Exercise goal: The records below are to be duplicated exactly as they appear.

Dataset entries:
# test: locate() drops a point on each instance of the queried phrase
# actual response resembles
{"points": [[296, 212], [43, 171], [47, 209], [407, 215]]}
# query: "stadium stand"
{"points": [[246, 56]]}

Output below:
# test: locate() drops a point on each instance of the queried phrase
# actual response resembles
{"points": [[296, 212], [43, 171], [47, 209], [407, 215]]}
# query: "stadium stand"
{"points": [[246, 56]]}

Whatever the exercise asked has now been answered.